### Description of the task
Repeat the lines of the listing below word for word, from the line containing "like [830, 16]." through the line containing "[1025, 240]", both included, and leave the pictures out.

** Start Information given **

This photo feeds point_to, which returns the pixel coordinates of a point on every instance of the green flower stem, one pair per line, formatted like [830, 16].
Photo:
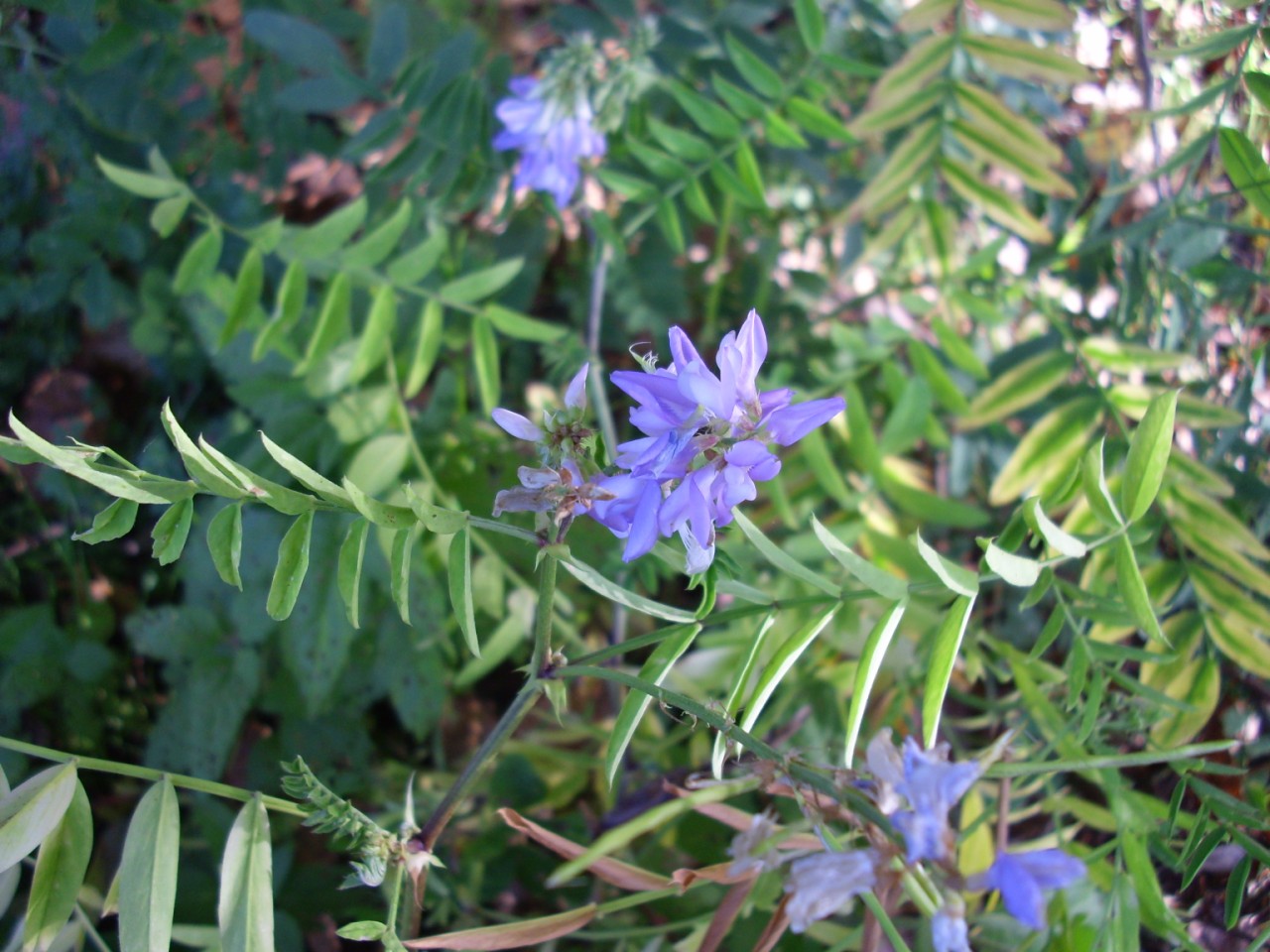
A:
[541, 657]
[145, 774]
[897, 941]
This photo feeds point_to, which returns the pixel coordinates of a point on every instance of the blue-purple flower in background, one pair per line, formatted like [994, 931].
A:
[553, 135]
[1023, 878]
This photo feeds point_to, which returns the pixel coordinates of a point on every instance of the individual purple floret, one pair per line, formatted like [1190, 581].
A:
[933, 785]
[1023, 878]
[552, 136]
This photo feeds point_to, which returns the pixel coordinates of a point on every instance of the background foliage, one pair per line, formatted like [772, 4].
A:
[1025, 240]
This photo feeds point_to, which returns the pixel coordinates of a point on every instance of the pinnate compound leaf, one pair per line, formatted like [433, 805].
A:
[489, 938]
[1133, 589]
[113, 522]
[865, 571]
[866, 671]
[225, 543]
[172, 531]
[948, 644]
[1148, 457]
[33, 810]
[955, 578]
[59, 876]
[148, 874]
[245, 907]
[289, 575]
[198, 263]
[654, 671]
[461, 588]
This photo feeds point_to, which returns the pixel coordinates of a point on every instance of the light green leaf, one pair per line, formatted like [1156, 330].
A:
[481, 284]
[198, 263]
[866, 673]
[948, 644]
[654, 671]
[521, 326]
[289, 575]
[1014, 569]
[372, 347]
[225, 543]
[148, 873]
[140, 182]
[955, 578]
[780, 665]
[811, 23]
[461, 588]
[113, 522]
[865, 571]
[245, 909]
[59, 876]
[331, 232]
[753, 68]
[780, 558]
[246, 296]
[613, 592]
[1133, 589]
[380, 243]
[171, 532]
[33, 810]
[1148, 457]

** End Information given **
** Start Information given **

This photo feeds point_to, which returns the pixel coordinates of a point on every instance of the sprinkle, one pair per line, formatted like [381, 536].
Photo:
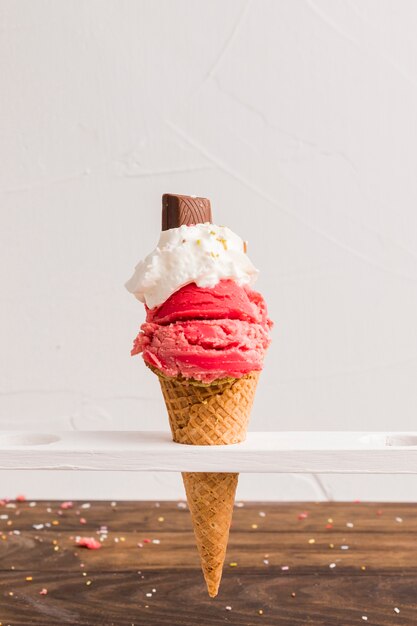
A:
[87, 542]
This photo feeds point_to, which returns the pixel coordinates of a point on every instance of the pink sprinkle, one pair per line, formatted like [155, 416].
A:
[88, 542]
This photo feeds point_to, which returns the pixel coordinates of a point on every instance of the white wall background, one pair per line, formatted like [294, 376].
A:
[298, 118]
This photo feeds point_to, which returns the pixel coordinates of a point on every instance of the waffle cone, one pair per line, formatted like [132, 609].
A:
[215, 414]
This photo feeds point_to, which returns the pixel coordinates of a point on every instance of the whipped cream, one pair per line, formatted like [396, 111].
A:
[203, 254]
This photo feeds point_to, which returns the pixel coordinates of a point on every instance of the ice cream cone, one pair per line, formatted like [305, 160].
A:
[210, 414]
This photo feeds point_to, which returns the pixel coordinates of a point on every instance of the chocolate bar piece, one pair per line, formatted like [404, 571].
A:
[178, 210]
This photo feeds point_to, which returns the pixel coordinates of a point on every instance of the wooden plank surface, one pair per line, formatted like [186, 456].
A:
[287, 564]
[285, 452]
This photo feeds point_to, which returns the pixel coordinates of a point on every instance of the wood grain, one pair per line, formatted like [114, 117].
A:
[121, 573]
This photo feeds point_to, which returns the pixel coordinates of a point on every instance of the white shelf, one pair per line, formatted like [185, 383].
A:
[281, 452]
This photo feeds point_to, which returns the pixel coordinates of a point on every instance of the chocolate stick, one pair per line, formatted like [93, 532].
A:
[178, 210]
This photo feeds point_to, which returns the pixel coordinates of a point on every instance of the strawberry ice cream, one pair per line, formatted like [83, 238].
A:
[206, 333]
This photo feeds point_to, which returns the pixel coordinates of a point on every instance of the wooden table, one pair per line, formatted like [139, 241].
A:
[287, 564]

** End Information given **
** Start Information given **

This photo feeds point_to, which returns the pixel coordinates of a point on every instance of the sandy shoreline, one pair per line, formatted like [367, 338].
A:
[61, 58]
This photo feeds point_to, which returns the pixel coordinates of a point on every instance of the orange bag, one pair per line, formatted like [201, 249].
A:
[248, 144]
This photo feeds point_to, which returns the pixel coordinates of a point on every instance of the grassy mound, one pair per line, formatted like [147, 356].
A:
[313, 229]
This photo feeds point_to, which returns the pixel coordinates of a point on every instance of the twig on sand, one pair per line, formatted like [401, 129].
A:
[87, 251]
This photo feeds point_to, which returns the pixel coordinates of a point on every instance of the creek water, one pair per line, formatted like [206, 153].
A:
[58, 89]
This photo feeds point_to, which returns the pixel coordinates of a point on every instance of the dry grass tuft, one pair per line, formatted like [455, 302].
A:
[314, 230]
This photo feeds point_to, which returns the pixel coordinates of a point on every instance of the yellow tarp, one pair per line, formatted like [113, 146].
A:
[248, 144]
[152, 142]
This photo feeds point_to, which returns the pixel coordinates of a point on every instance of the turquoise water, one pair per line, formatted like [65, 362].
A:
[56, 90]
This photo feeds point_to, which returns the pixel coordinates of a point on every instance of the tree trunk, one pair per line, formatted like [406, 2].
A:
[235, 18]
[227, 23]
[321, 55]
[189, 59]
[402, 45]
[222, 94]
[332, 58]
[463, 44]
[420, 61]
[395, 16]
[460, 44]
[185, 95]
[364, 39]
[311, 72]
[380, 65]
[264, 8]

** End Information given **

### In response
This photo feeds point_to, which returns the pixel coordinates of a point on every instance of the green flower stem, one pair per line, formatted like [830, 16].
Photo:
A:
[541, 657]
[145, 774]
[897, 941]
This photo feeds point_to, which returns the pixel coordinates of a point on every instance of the blue-purple flower in background, one pair per line, formatted like [994, 931].
A:
[553, 135]
[1023, 878]
This photo feeds point_to, which returns the pixel coordinates of a point on every instance of the individual purple floret, one pair per line, formatted like [1190, 581].
A:
[933, 785]
[1023, 878]
[552, 136]
This photo feeds point_to, which returns the pixel coordinates of a point on every instance of the background foliage, one pair per line, formatted like [772, 4].
A:
[1025, 240]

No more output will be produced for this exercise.